> [Problem details] Set out each line of the rows below as an item in a numbered list, leaving out any blank lines.

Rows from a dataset
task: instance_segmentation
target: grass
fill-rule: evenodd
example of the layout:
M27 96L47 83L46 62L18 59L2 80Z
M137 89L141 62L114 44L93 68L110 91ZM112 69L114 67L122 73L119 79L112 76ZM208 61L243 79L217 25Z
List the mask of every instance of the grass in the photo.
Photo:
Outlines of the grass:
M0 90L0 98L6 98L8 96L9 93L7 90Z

> [Task solution]
1. task: instance_segmentation
2. target: grass
3. fill-rule: evenodd
4. example of the layout:
5. M27 96L47 83L46 62L18 59L2 80Z
6. M137 89L141 62L114 44L93 68L110 91ZM112 69L114 67L122 73L119 79L112 76ZM208 61L243 79L217 25Z
7. List the mask of every instance of the grass in the photo.
8. Photo:
9. Outlines of the grass:
10. M0 90L0 98L6 98L8 96L9 93L7 90Z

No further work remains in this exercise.